> **What to work on**
Copy out each line of the material in which the word "bush" appears.

------ Data provided ------

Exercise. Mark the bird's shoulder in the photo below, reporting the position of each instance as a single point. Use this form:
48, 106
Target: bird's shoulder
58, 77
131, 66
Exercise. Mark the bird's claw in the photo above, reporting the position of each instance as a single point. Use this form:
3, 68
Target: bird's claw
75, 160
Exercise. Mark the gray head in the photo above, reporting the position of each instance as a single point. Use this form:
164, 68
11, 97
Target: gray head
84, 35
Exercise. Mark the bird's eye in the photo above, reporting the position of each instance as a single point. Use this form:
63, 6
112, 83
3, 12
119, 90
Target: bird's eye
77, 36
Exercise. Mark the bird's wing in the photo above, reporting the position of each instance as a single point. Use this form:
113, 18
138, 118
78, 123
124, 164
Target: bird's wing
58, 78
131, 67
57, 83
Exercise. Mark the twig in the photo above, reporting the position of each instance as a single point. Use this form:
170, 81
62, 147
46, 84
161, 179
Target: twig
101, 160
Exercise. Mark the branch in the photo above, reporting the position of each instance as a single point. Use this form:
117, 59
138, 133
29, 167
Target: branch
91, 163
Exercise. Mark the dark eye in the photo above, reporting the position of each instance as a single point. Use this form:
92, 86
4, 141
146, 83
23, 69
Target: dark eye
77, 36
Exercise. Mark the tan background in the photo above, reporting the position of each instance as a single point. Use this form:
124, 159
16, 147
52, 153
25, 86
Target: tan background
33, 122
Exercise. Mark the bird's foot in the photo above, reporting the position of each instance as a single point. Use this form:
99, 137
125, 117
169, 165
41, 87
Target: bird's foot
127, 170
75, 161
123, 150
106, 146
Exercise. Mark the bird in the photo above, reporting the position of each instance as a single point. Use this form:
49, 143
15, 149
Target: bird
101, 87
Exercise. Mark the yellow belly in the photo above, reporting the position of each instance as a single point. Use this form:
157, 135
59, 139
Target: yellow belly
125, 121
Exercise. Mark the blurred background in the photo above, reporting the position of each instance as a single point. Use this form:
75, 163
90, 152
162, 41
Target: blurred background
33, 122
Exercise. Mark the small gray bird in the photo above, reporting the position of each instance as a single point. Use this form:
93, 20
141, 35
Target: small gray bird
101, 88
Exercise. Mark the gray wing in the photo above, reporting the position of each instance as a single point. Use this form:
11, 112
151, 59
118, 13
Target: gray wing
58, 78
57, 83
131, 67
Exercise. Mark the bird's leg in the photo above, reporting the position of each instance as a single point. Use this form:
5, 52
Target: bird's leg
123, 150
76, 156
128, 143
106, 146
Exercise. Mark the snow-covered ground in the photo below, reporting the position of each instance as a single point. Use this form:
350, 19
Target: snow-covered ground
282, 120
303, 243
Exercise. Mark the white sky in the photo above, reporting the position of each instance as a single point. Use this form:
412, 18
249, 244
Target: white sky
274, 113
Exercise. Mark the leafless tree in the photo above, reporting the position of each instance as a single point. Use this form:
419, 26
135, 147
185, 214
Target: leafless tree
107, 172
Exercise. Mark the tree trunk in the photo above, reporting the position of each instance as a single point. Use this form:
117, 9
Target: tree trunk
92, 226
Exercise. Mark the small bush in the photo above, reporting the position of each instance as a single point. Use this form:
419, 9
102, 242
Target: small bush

------

> **Written answer**
Exercise. Mark the small bush in the photo above, reporting the position of each instance as a single point. Use this form:
Target: small bush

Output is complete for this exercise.